### [Texte]
Malgré ce qui semble être une conclusion prévisible, Netanyahu craint toujours deux autres scénarios que Rivlin pourrait considérer comme « ce que les gens veulent ». Et ouvrir les consultations au public pourrait, peut-être, indiquer qu’il entend faire preuve d’une grande créativité dans ses efforts pour y parvenir.

La première est celle que Rivlin a suggérée comme étant peut-être son option préférée : si aucun candidat ne remporte les 61 recommandations pour une nomination directe (une possibilité si Liberman s’abstient de donner un soutien clair à Netanyahu), le président peut décider d’essayer d’imposer un gouvernement d’unité nationale.

Le président peut-il le faire ? Oui, avec une facilité surprenante.

### [Extrait des données]
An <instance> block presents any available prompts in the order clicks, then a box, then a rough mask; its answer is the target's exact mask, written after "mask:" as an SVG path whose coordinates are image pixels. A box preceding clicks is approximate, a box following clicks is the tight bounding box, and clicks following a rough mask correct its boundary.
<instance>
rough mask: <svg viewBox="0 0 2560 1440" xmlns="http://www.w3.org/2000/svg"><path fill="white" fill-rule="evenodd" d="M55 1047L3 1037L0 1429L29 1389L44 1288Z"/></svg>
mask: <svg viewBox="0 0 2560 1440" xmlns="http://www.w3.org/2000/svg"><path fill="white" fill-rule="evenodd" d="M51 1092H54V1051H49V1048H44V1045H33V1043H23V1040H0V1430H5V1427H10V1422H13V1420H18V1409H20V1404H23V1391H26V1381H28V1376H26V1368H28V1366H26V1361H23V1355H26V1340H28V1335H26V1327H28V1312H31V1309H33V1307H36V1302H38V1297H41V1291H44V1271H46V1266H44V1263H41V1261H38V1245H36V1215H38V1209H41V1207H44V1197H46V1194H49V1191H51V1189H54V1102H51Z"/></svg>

### [Consignes]
a - Citez chacune des personnes nommées dans le texte.
b - Reprenez le texte sur Rivlin et la formation du gouvernement à partir de sa dernière phrase.
Les données ci-dessus ne sont pas nécessaires pour ce travail.

### [Réponses]
a - Netanyahu, Rivlin, Liberman

b -
Il est tout à fait dans les pouvoirs constitutionnels de Rivlin de poser un ultimatum à Gantz et à Netanyahu : accepter un gouvernement d’unité nationale, alternant le poste de Premier ministre par rotation, ou voir votre adversaire obtenir la priorité au poste de Premier ministre.

Les remarques de Rivlin, prononcées lors d’un éloge funèbre le mois dernier à l’occasion du 50e anniversaire de la mort de l’ancien Premier ministre Levi Eshkol, donnent à penser qu’il croit que cette option est la meilleure pour le pays.

« Eshkol n’était pas seulement un homme de parti. Dès lors qu’il a été élu Premier ministre, il a été le chef de tout Israël. Quand je dis chef, je le pense au sens le plus large du terme : un homme qui a le pouvoir d’imaginer une réalité différente, une meilleure réalité que celle d’aujourd’hui, et l’habileté pour y arriver. C’était Eshkol », a dit Rivlin, alors que Netanyahu était assis au premier rang devant lui.

Le Président Reuven Rivlin s’exprimant lors d’une cérémonie commémorative pour l’ancien Premier ministre israélien Levi Eshkol, le 12 mars 2019. (Mark Neiman/GPO)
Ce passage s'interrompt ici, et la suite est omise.